Detection annotation records
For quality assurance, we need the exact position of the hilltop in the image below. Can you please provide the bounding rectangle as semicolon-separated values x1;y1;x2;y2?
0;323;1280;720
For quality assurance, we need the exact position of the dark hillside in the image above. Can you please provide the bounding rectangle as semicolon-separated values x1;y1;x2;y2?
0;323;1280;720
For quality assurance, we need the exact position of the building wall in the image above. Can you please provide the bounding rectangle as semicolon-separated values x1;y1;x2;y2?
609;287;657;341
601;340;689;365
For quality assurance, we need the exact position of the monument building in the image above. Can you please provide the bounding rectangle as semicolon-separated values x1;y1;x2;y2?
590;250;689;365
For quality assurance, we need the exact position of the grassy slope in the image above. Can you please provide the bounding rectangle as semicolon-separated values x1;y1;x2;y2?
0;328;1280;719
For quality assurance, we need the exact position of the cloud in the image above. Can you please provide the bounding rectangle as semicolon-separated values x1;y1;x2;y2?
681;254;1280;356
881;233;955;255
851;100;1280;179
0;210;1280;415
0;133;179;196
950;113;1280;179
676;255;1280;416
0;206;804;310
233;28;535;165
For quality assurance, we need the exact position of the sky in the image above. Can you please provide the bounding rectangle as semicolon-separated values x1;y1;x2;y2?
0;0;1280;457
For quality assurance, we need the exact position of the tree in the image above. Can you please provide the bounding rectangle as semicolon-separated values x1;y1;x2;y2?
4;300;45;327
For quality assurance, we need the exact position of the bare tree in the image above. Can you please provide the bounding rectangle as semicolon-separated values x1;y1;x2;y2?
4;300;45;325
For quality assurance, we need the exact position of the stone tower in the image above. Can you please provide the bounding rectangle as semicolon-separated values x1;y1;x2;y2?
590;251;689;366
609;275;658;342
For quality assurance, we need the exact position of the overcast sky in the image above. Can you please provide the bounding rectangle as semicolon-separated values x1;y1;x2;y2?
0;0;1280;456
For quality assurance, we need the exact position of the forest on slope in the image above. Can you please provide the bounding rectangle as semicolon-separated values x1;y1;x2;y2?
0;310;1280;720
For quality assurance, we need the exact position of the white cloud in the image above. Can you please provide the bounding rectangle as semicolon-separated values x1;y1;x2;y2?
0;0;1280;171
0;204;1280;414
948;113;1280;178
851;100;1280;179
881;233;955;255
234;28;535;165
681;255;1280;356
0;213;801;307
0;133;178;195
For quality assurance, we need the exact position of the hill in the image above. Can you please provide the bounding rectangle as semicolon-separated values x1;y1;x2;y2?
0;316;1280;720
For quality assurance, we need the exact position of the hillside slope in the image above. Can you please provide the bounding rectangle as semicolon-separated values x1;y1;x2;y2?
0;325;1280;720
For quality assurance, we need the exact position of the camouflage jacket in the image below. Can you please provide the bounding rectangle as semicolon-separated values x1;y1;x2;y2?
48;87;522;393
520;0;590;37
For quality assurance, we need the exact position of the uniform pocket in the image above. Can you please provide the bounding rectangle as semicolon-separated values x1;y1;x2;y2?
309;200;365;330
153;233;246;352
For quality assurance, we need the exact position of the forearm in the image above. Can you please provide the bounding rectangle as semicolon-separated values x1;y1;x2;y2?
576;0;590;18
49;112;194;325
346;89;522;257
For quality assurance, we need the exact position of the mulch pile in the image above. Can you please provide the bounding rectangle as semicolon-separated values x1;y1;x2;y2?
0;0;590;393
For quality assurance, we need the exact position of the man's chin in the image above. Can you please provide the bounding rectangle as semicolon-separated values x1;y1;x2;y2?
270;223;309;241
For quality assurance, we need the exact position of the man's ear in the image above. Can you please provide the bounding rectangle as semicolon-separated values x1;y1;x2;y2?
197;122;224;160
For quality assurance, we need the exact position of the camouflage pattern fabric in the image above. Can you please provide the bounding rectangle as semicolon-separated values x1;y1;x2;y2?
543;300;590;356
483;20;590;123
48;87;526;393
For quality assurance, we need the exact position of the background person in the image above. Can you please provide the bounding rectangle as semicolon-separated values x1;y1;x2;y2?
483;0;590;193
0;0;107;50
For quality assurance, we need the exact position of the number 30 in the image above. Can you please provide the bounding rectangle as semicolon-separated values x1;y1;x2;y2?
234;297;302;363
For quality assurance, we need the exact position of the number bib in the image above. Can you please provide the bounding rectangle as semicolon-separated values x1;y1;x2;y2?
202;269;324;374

Work to complete → Rewrite the records above, changing every "quality assurance" to "quality control" and keeping everything else the same.

Problem solution →
For quality control, we need the exact position of the hilltop in the image below. Can you please provide the bounding rectangle as semicolon-separated values x1;y1;x2;y2?
0;323;1280;720
For quality control, we need the exact position of the dark hillside in the image above. Can you please provide the bounding rectangle as semicolon-separated values x1;y1;x2;y2?
0;323;1280;720
For quality control, we need the exact position of the building wall in the image above. Can you please provide the bounding rectangle as semicolon-separated values x1;y1;x2;y2?
609;287;657;341
601;340;689;365
For quality control, we need the exact position of the monument building in the image above. Can you please provide the bounding rectangle as semicolon-separated values x1;y1;x2;y2?
590;250;689;365
For quality control, we need the exact position of the grassy slope in the image above. Can you please provide the bounding rectangle as semicolon-separated values x1;y1;x2;y2?
0;328;1280;719
For quality control, we need the exact position of the cloud in the image above. Can you please provide the bounding rectangle as semicolon-separated values x1;y1;x2;y2?
681;254;1280;356
881;233;955;255
851;100;1280;179
0;210;1280;415
0;133;179;196
950;113;1280;179
676;255;1280;416
0;206;804;310
233;28;535;165
For quality control, we need the exact position of the sky in the image above. Can you please provide the bounding rectangle as semicolon-separated values x1;y1;x2;y2?
0;0;1280;457
For quality control, we need the exact position of the tree in the image above. Can you please provide the bounding rectangle as semicolon-separated values x1;y1;x2;y2?
4;300;45;327
For quality control, we need the exact position of the bare tree in the image above. Can you please provide the bounding rectangle as semicolon-separated values x1;y1;x2;y2?
4;300;45;325
For quality control, we need the exact position of the stone tower in the image above. Can you please provide the bounding rectangle as semicolon-separated values x1;y1;x2;y2?
590;251;689;366
609;275;658;342
For quality control, we need the exact position of the overcast sky in the image above. Can you please provide the bounding rectangle as semicolon-separated values x1;y1;x2;y2?
0;0;1280;456
For quality control, we need the exact position of the forest on slope in the image above. Can you please provide the bounding rectangle as semicolon-separated values x1;y1;x2;y2?
0;310;1280;720
For quality control, we need the exact position of the white cloud in the image above. Can you please provide the bounding rectangle as semicolon-separated values x1;y1;x2;y2?
0;0;1280;171
0;204;1280;414
948;113;1280;178
851;100;1280;179
881;233;955;255
234;28;535;165
681;255;1280;356
0;213;801;307
0;133;178;195
For quality control, we need the exact position of the hill in the image above. Can you please provide the bounding rectangle as semicolon-separated values x1;y1;x2;y2?
0;316;1280;720
For quality control, we need the exact position of the hillside slope in the image above. Can you please provide the bounding rectangle as semicolon-separated values x1;y1;x2;y2?
0;325;1280;720
For quality control, we need the exact position of the camouflage jacket in the image below. Can you please provide the bounding rectangle as semicolon-separated values x1;y1;x2;y2?
48;87;522;393
520;0;590;37
For quality control, we need the exact position of the uniform pocket in the image above. Can you please provide the bounding rectangle as semicolon-separated values x1;y1;x2;y2?
309;200;365;330
153;233;246;352
For quality control, we need the exact position of the forearm in the image above. Can you please provide the bounding rectangle as semicolon-separated values x1;y1;x2;y2?
576;0;590;18
49;112;194;325
346;89;522;257
For quality control, we need the exact position of the mulch pile in the image above. Can you please provide the bounding rectangle as semicolon-separated values x1;y1;x2;y2?
0;0;590;393
For quality control, we need the exact position of the man's chin in the image above. Can you please provide the bounding rectangle as semicolon-separated values x1;y1;x2;y2?
270;223;309;241
For quality control, we need the exact position of the man's ear in the image above. Can you please provide the bounding rectangle as semicolon-separated values x1;y1;x2;y2?
197;122;224;160
For quality control, we need the exact position of the camouflage pattern fabric in the image above. Can you please provide the bounding rectangle as semicolon-separated values x1;y1;x2;y2?
543;300;590;356
483;20;590;123
48;87;526;393
For quality control, we need the exact position of the background person in the image above. Can you please provide the bounding rectangle as semicolon-separated values x1;y1;x2;y2?
483;0;590;193
0;0;107;50
For quality control, we need the exact position of the number 30 in the image above. Can you please provide the bounding rectangle as semicolon-separated values x1;y1;x2;y2?
234;297;302;363
For quality control, we need the exact position of the number bib in the image above. Can you please provide the bounding rectangle as semicolon-separated values x1;y1;x2;y2?
202;269;324;374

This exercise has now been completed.